*** Selected text ***

Wednesday, February 17, 2010

Night Windows and a Morning Feeder-Dance

Last night I sat down in the living room after dark to start writing a blog, but soon became distracted by the arroyo night framed in windows across the room. The fishing light was making a circle of green on the river. The far bank was gathering light and casting reflections of upside-down trees, bank, and fence onto the still water. The image of sky in the river was black (opposite of what it is now: silver gray against the deep green of daytime shadows). I could see both real trees, grass, and banks glowing in the light cast across the river and, just beneath them, inverted reflected ones. At the edges of the windows all was black.
Suddenly, great white forms began moving through the picture as dozens of American White Pelicans streamed by, their unseen but powerful feet moving them through the circle of light as they paddled upriver. We counted 93 in all. I moved closer to the window and watched until they were out of sight.

A few minutes later a Barn Owl flew over the river going in the opposite direction, its white breast and wings shining a ghostly white against the dark sky. (I've heard that many legends of ghosts in graveyards stem from the Barn Owls that could be seen flying at night out of the church steeples where they lived next to the graveyards.)

I used to see Barn Owls in holes along the banks a couple of miles up river where we fish for tarpon and snook. But last week when we looked for the Barn Owls, we saw that large portions of the bank had caved in, probably because of all the rain we've been getting, and the holes had collapsed. I took a picture of one hole that looked almost big enough for owls, but I could not see any owls peering out as I used to. I think the owls sometimes enlarge these old kingfisher nest holes for their nests and sometimes use cavities that emerge among roots of trees when the banks cave in. I'll keep looking this spring, and maybe I can get a photograph.

*** End of Selected text ***

» Work instruction A
Decide whether each statement below agrees with the blog entry. For each of (i), (ii), and (iii), answer yes or no and quote the words that decide it.
(i) The writer counted 93 American White Pelicans passing the window.
(ii) The Barn Owl flew in the same direction as the pelicans.
(iii) The writer saw owls peering out of the hole that was photographed.
» Work instruction B
According to the blog entry, why could the Barn Owls no longer be seen in the holes along the banks up river? Answer in one to three sentences.
» Work instruction C
From the blog entry, quote the part that opens with the words containing "Night Windows and" and closes with "all was black.".

*** Data provided ***

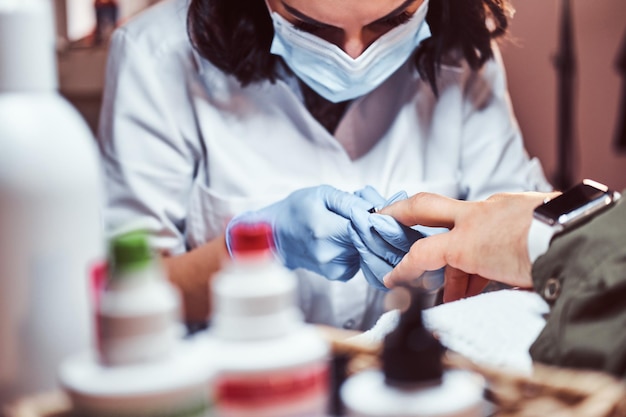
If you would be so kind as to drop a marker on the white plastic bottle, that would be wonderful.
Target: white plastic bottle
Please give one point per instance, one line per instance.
(142, 366)
(139, 313)
(270, 363)
(50, 199)
(412, 382)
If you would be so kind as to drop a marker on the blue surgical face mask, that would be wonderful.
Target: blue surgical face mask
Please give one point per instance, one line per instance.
(334, 74)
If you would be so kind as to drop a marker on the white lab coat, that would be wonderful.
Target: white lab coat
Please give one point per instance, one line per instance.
(186, 147)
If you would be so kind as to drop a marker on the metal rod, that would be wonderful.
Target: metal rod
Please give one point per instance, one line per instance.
(565, 64)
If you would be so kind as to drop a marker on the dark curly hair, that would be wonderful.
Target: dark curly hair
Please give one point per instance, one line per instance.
(236, 35)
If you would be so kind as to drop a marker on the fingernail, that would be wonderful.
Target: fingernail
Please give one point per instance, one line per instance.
(385, 279)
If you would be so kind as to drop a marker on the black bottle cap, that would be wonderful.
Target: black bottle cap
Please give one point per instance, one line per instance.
(411, 354)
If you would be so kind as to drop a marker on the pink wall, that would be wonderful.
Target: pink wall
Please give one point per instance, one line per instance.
(599, 27)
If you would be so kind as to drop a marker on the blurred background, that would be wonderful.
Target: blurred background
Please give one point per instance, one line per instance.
(598, 32)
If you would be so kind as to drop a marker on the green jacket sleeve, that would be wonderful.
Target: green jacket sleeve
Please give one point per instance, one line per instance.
(583, 277)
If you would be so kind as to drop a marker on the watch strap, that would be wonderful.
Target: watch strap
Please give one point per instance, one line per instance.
(539, 236)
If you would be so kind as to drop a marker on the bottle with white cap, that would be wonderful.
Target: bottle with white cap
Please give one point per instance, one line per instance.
(50, 200)
(413, 382)
(271, 364)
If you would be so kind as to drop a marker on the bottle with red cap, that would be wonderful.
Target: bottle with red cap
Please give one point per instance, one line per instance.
(271, 364)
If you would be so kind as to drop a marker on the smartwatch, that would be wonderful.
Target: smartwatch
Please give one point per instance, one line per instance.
(570, 209)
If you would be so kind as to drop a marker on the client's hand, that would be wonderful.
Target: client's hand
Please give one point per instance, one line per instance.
(488, 239)
(379, 254)
(311, 230)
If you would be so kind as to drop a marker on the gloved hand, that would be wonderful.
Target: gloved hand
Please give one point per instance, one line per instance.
(311, 230)
(379, 252)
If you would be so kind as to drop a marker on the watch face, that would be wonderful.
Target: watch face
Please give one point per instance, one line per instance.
(582, 199)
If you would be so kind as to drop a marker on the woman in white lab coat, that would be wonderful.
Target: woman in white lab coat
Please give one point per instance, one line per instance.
(214, 108)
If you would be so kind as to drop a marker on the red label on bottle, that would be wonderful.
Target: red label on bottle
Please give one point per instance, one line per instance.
(270, 389)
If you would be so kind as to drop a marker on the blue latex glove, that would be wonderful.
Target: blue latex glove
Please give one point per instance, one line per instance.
(380, 254)
(311, 230)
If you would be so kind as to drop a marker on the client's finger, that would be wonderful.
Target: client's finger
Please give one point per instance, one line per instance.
(427, 254)
(476, 285)
(425, 209)
(455, 285)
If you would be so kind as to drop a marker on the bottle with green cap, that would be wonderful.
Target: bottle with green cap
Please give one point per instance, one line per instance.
(142, 366)
(138, 317)
(413, 381)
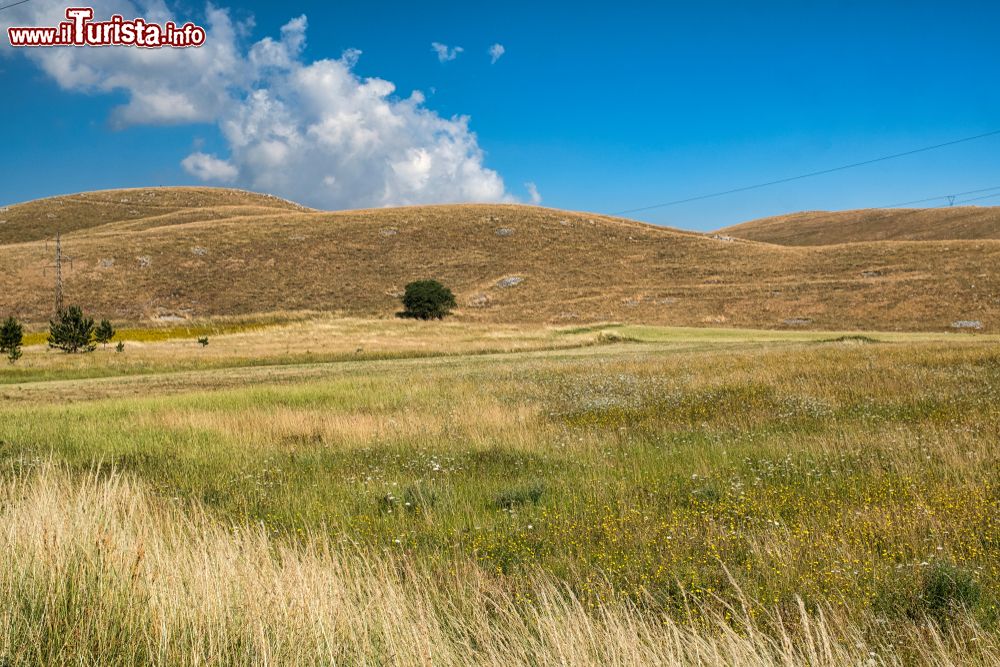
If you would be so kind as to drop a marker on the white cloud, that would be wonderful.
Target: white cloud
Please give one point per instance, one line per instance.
(314, 132)
(445, 54)
(495, 52)
(209, 168)
(533, 195)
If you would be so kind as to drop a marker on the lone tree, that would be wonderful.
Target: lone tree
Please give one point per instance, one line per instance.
(72, 332)
(427, 300)
(11, 337)
(104, 333)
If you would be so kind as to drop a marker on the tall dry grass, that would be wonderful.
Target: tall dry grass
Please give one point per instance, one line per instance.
(97, 570)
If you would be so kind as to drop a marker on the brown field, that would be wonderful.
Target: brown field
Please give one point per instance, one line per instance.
(201, 252)
(959, 223)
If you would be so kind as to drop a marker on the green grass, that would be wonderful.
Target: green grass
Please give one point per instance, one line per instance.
(760, 467)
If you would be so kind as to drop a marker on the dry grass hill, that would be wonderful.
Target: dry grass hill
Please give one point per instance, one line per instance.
(904, 224)
(168, 253)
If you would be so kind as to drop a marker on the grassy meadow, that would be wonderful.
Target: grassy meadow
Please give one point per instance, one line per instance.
(325, 491)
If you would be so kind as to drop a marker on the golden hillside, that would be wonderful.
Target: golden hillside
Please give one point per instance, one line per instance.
(886, 224)
(201, 252)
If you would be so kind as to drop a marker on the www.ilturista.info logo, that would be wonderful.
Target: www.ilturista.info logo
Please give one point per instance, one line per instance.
(80, 30)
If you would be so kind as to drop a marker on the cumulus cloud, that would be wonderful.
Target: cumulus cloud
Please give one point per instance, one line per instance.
(209, 168)
(312, 131)
(445, 54)
(496, 51)
(533, 195)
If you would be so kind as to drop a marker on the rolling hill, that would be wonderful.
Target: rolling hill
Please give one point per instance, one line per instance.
(169, 253)
(912, 224)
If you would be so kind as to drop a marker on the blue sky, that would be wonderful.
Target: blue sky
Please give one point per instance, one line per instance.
(602, 107)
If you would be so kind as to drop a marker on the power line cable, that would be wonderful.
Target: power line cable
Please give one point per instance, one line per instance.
(13, 4)
(954, 194)
(966, 201)
(810, 174)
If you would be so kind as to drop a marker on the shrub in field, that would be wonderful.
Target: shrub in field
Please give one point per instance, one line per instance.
(948, 588)
(427, 300)
(11, 336)
(71, 331)
(104, 333)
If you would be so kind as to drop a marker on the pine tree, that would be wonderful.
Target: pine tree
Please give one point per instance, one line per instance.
(426, 300)
(72, 332)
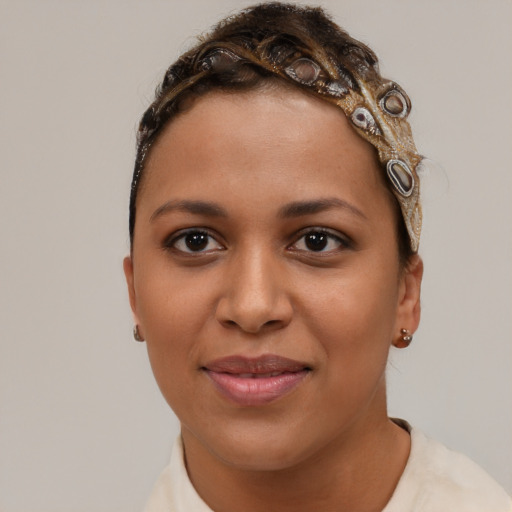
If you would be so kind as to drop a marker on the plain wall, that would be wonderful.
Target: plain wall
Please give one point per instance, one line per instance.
(82, 424)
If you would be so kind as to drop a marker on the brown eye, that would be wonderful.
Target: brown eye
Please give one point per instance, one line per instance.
(194, 242)
(320, 241)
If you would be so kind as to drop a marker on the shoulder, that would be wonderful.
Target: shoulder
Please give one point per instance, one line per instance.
(437, 479)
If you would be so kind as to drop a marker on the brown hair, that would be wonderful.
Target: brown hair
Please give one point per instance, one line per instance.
(297, 45)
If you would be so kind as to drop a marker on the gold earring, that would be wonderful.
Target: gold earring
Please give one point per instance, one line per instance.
(136, 333)
(405, 339)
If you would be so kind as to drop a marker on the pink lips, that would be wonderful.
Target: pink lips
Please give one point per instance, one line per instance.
(252, 382)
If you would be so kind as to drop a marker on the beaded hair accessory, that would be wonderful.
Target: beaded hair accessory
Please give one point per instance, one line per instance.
(348, 77)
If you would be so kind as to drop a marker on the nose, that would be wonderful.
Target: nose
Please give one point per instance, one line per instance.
(255, 297)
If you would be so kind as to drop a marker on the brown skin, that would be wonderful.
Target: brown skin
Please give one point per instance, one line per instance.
(258, 289)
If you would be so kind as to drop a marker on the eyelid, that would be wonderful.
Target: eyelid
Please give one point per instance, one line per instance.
(169, 242)
(344, 241)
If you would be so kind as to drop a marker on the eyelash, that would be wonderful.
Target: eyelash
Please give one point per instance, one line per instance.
(171, 242)
(341, 241)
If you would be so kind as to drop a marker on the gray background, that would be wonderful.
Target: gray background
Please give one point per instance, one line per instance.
(82, 424)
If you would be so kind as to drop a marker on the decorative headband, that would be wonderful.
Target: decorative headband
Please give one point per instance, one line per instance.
(377, 108)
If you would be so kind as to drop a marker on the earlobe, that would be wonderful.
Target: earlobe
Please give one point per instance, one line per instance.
(128, 273)
(409, 307)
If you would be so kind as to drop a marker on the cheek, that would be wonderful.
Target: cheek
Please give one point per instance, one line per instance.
(353, 317)
(174, 310)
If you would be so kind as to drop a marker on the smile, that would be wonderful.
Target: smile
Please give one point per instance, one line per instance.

*** End of Data provided ***

» Answer section A
(i) Yes: "We counted 93 in all."
(ii) No: "flew over the river going in the opposite direction"
(iii) No: "I could not see any owls peering out as I used to."

» Answer section B
Large portions of the bank had caved in, probably because of all the rain, and the holes had collapsed.

» Answer section C
Night Windows and a Morning Feeder-Dance

Last night I sat down in the living room after dark to start writing a blog, but soon became distracted by the arroyo night framed in windows across the room. The fishing light was making a circle of green on the river. The far bank was gathering light and casting reflections of upside-down trees, bank, and fence onto the still water. The image of sky in the river was black (opposite of what it is now: silver gray against the deep green of daytime shadows). I could see both real trees, grass, and banks glowing in the light cast across the river and, just beneath them, inverted reflected ones. At the edges of the windows all was black.